A Massachusetts "global payment" program -- in which physicians are rewarded for providing quality care -- could serve as a nationwide model for reducing health care spending, as early research suggests the program is successful at lowering health care costs, the Los Angeles Times reports.
For the program, commercial health insurers sign contracts with physician groups, who receive a set budget to care for a group of patients. If the patients are healthy and the physicians do not exceed their assigned budget, they get to keep a portion of the savings. If health spending goes beyond the budget, the physicians are penalized. In the last three years, health insurers in Massachusetts have moved nearly one million state residents into plans that reward or penalize doctors for the quality of care.
Critics of such programs have said that they create a financial incentive for doctors to provide less care. However, Blue Cross Blue Shield of Massachusetts -- one of the participating insurers -- links its contracts to dozens of quality metrics, such as preventive screenings, prescribing the proper drugs and patient satisfaction. This system allows the insurer to track physicians who withhold care and levy penalties.
An analysis published in the journal Health Affairs found that although the savings were small, health spending increased at a slower rate for medical practices that contracted with BCBS than others. "These results suggest that global budgets with pay-for-performance can begin to slow underlying growth in medical spending while improving quality of care," the analysis concluded.
Despite the success of the strategy, it is unclear if other states will follow a similar model, especially those whose opposition to the Affordable Care Act is strong. "Much of the rest of the country is still battling over the merits of covering everybody," Alan Weil, president of the National Academy for State Health Policy, said (Levey, Los Angeles Times, 12/12).

◆ Provided data
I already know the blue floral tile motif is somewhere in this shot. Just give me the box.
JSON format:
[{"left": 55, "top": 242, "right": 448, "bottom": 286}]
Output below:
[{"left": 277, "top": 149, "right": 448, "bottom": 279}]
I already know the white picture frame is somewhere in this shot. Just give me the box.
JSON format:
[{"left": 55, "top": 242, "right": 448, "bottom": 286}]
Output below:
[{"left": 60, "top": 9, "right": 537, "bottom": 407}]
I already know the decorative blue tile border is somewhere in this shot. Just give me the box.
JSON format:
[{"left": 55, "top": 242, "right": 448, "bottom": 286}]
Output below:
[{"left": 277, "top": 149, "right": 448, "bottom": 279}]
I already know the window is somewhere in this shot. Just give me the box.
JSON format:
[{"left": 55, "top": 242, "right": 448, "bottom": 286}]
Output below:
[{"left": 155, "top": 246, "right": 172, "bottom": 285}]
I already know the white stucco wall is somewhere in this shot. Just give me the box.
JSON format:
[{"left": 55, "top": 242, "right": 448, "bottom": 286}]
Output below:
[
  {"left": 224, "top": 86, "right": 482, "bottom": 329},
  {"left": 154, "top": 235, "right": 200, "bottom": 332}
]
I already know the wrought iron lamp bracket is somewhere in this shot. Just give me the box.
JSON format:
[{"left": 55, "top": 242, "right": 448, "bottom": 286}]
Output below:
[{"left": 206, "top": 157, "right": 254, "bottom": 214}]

◆ Complete the following
1. In the global payment article, what does Blue Cross Blue Shield of Massachusetts link its contracts to, and what does that let it do about the critics' concern? Answer in one to three sentences.
2. Please reproduce the part of the global payment article between "Critics of such" and "the analysis concluded.", inclusive.
The records above come from a different source than the global payment article.

◆ Numbered responses
1. Blue Cross Blue Shield of Massachusetts links its contracts to dozens of quality metrics, such as preventive screenings, prescribing the proper drugs and patient satisfaction. Critics say such programs give doctors a financial incentive to provide less care, and the metrics let the insurer track physicians who withhold care and levy penalties on them.

2.
Critics of such programs have said that they create a financial incentive for doctors to provide less care. However, Blue Cross Blue Shield of Massachusetts -- one of the participating insurers -- links its contracts to dozens of quality metrics, such as preventive screenings, prescribing the proper drugs and patient satisfaction. This system allows the insurer to track physicians who withhold care and levy penalties.
An analysis published in the journal Health Affairs found that although the savings were small, health spending increased at a slower rate for medical practices that contracted with BCBS than others. "These results suggest that global budgets with pay-for-performance can begin to slow underlying growth in medical spending while improving quality of care," the analysis concluded.